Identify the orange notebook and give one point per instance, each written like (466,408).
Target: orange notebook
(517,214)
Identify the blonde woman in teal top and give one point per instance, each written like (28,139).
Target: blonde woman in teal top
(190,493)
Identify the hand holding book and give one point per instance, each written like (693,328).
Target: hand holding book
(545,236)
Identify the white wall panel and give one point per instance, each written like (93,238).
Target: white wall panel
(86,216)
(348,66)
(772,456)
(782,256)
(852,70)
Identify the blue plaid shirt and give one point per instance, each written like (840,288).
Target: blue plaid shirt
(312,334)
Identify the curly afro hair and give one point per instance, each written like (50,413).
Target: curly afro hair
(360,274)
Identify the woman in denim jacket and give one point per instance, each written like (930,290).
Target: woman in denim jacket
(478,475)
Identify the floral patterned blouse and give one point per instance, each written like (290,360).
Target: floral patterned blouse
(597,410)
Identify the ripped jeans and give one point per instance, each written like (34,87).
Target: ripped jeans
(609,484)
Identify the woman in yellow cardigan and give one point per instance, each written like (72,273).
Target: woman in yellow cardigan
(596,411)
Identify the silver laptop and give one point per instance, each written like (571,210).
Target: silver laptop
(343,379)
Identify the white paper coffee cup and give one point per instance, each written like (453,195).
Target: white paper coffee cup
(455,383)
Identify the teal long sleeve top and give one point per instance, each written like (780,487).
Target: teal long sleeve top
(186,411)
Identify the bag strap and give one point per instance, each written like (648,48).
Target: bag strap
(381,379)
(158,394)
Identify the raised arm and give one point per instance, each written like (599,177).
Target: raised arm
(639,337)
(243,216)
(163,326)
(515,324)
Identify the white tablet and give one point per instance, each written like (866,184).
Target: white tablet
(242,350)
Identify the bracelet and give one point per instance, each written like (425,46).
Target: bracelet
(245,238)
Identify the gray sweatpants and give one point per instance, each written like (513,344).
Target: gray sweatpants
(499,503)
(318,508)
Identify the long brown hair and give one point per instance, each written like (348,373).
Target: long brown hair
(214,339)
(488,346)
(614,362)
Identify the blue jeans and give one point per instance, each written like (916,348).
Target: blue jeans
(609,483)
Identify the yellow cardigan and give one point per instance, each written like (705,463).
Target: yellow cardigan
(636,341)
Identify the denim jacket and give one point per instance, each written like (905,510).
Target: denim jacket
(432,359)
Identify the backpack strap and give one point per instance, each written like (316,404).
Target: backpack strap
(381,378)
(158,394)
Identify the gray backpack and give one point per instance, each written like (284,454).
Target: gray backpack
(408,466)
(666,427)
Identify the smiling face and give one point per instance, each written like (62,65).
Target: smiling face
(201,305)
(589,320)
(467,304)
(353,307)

> [Your instructions]:
Can you repeat the data from the line containing "Identify the smiling" through the end of the data, keeping every line including the request, and add 90 to both coordinates of each answer point? Leave the sample point in the request unchanged.

> [Output of the task]:
Identify the smiling face and give one point per instance, each written like (62,65).
Target: smiling face
(291,395)
(679,410)
(557,394)
(443,397)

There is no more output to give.